-- START --

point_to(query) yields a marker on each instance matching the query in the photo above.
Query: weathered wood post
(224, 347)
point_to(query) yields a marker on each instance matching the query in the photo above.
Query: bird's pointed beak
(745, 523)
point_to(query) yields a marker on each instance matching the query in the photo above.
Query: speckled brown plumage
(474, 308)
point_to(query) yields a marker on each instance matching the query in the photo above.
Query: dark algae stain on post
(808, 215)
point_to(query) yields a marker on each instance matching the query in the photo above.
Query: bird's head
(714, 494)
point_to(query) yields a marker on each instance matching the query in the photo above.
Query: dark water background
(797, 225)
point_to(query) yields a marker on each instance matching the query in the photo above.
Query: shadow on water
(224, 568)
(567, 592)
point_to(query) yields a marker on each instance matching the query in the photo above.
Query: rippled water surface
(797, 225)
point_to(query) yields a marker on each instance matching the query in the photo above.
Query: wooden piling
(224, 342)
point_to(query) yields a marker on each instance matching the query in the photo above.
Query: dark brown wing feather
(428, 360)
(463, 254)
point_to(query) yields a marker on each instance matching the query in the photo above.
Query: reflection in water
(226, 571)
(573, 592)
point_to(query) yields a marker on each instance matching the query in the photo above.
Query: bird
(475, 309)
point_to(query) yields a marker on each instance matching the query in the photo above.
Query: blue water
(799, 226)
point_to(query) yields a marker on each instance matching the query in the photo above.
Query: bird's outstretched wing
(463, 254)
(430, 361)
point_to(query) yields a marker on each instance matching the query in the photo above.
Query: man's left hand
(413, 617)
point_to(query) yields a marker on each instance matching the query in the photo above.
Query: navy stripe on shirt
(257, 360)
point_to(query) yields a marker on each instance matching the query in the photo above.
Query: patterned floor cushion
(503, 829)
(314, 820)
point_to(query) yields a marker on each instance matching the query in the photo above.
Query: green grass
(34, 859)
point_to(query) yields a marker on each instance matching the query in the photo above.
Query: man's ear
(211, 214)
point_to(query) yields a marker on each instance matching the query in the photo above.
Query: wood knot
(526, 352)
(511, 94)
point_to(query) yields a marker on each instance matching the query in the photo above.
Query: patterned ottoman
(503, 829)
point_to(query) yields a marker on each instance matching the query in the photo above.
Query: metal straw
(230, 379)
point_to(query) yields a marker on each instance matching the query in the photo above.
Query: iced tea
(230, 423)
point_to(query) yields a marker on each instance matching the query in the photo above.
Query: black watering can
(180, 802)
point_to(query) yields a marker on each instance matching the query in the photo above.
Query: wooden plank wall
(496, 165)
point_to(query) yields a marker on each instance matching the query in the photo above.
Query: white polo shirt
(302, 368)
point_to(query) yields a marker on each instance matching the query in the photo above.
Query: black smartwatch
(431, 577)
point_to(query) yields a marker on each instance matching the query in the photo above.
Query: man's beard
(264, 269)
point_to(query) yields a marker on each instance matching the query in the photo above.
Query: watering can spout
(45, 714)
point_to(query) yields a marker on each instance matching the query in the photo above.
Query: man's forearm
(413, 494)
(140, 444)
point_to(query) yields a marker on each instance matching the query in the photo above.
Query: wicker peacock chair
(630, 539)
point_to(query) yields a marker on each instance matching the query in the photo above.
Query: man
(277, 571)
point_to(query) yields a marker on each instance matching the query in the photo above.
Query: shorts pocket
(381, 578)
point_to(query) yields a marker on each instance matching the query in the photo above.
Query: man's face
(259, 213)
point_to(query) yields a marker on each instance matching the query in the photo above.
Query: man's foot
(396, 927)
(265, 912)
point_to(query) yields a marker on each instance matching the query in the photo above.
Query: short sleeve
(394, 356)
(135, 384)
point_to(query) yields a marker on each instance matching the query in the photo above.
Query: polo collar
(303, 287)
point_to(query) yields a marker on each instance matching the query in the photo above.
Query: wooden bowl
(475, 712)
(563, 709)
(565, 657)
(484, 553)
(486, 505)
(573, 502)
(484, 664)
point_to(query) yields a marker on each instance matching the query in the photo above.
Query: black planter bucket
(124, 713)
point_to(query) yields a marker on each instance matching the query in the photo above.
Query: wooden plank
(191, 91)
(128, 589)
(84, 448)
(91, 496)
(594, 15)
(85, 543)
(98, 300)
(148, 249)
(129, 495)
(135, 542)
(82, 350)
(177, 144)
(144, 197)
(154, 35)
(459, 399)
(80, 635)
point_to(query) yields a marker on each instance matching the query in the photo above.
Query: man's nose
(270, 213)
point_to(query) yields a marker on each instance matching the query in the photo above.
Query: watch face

-- END --

- **Your objective**: Reproduce each entry above exactly, keeping every word.

- **Result of this task**:
point_to(query) yields a marker on each instance matching the query in the photo above.
Query: weathered wood post
(224, 347)
point_to(query) yields a marker on each instance matching the query in the photo above.
Query: bird's pointed beak
(745, 523)
point_to(query) yields a marker on each instance matching the query in the photo above.
Query: speckled brown plumage
(474, 308)
point_to(query) yields a marker on each instance matching the query in the photo above.
Query: dark algae stain on post
(808, 215)
point_to(query) yields a marker on each instance matching the query in the photo above.
Query: bird's head
(714, 494)
point_to(query) yields a marker on each instance matching the query in the photo above.
Query: dark water background
(797, 225)
point_to(query) yields a marker on each instance matching the query in the photo above.
Query: shadow on water
(224, 568)
(567, 592)
point_to(query) yields a marker on each instance matching the query in the photo above.
Query: rippled water surface
(797, 225)
point_to(query) yields a marker on each instance matching the query in the photo above.
Query: wooden piling
(224, 342)
point_to(query) yields a marker on each instance matching the query in the photo above.
Query: dark brown wing feather
(428, 360)
(463, 254)
point_to(query) yields a marker on each instance matching the query in the photo above.
Query: reflection in water
(226, 571)
(573, 592)
point_to(query) yields a marker on each instance matching the query in the photo above.
Query: bird
(475, 309)
point_to(query) yields a marker on each instance matching the query in the photo above.
Query: blue water
(799, 226)
point_to(query) yields a marker on each instance matching the query in the photo above.
Query: bird's outstretched wing
(463, 254)
(430, 361)
point_to(query) yields a marker on each instance matching the query in the photo above.
Query: man's left hand
(413, 617)
point_to(query) yields a marker on each instance matching the query in the photo above.
Query: navy stripe on shirt
(257, 360)
point_to(query) yields a marker on each instance matching the query in the photo above.
Query: patterned floor cushion
(503, 829)
(314, 820)
point_to(query) yields a marker on each instance matching the query in the photo above.
Query: green grass
(34, 859)
point_to(query) yields a marker on each instance matching the query in the photo above.
Query: man's ear
(211, 214)
point_to(query) yields a marker on each instance matching the query in the photo above.
Query: wood knot
(526, 352)
(511, 94)
point_to(query) yields a marker on each instance matching the query in the photo above.
Query: patterned ottoman
(503, 829)
point_to(query) yields a marker on each instance matching the query in the photo above.
Query: metal straw
(230, 379)
point_to(query) yields a marker on each instance matching the query in the photo above.
Query: iced tea
(230, 423)
point_to(query) yields a marker on each instance matching the query in the photo above.
Query: black watering can
(180, 802)
point_to(query) yields a marker on each instance matching the query in the photo above.
Query: wooden plank wall
(496, 165)
point_to(query) yields a marker on each instance matching the query in the photo above.
Query: white polo shirt
(302, 368)
point_to(query) yields a marker on each instance matching the query in the photo above.
Query: black smartwatch
(431, 577)
point_to(query) yields a marker on each instance matching the query in the photo above.
Query: man's beard
(264, 269)
point_to(query) yields a marker on each instance matching the query in the photo above.
Query: watering can spout
(45, 714)
point_to(query) yields a marker on each instance matching the query in the photo above.
Query: man's forearm
(413, 494)
(140, 444)
point_to(query) yields a marker on each instance matching the query in the photo above.
Query: wicker peacock chair
(630, 539)
point_to(query) yields a marker on each instance matching the query in the photo above.
Query: man
(277, 571)
point_to(query) yields a marker on each instance matching the query in the photo above.
Query: shorts pocket
(381, 578)
point_to(query) yields a marker on each instance matching the query in the photo above.
Query: man's face
(259, 213)
point_to(query) yields a marker on each instance matching the query in the photo above.
Query: man's foot
(396, 927)
(265, 912)
point_to(query) yields a marker on each instance matching the query in the photo above.
Query: short sleeve
(394, 356)
(135, 384)
point_to(query) yields a marker on each instance matching the query in the photo above.
Query: polo collar
(303, 287)
point_to(query) yields a marker on each instance matching the query in the photo above.
Query: wooden bowl
(475, 712)
(563, 709)
(565, 657)
(484, 553)
(486, 505)
(573, 502)
(484, 664)
point_to(query) yields a marker on each instance matching the query in the photo above.
Query: black planter bucket
(124, 713)
point_to(query) yields a marker on each instance matching the query in the photo above.
Query: wooden plank
(191, 91)
(128, 589)
(84, 448)
(91, 496)
(594, 15)
(85, 543)
(98, 300)
(148, 249)
(129, 495)
(135, 542)
(82, 350)
(177, 144)
(144, 197)
(154, 35)
(459, 399)
(80, 635)
point_to(query) yields a marker on each instance matching the query in the photo above.
Query: man's nose
(270, 213)
point_to(query) yields a marker on each instance matching the query in the photo above.
Query: watch face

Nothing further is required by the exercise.